=== Stated goal ===
Convert each item below into a two-column CSV with the header instruction,response. Give one row per item, with its text under instruction and its answer under response, each in a single quoted field with line breaks replaced by spaces, and leave the pictures out.
>> start Data supplied
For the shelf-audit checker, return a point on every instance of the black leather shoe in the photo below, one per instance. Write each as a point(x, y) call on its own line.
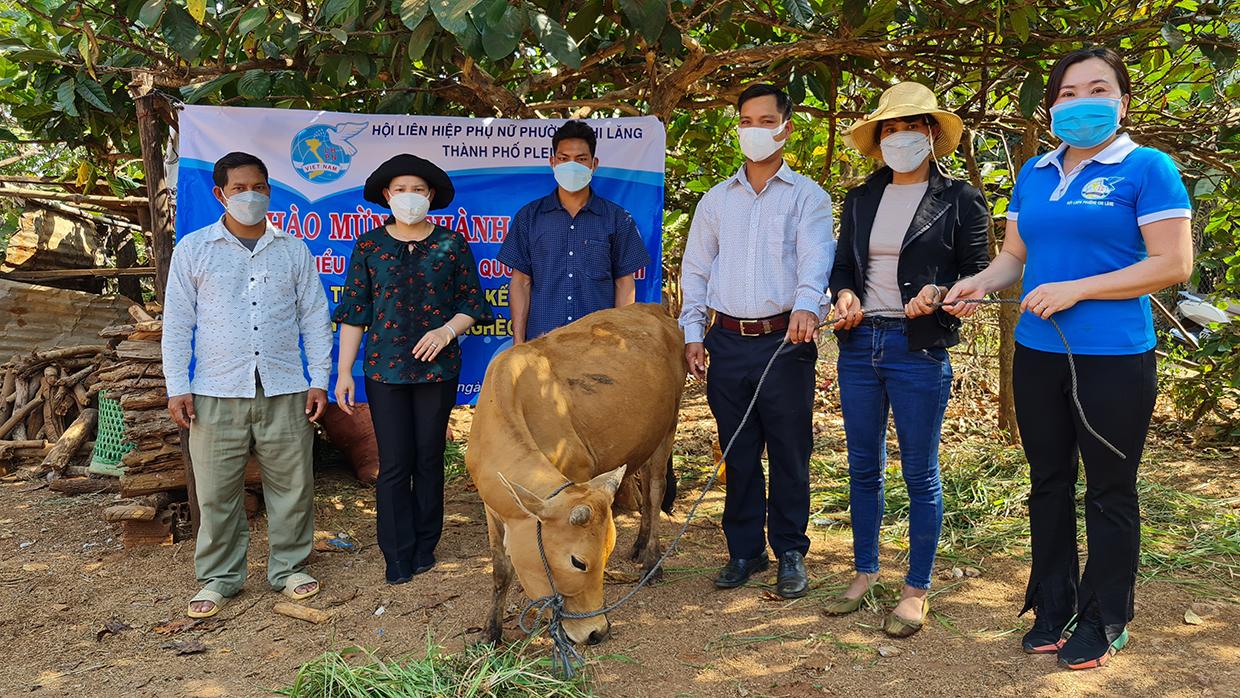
point(424, 563)
point(792, 582)
point(398, 572)
point(738, 572)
>> end Data supplied
=== Final result ===
instruction,response
"For the shelf-audit checker, return a point on every instance of the black leather shoe in the photo below, one per instance. Write each as a point(x, y) call on its own line.","point(424, 563) point(792, 582) point(398, 572) point(738, 572)"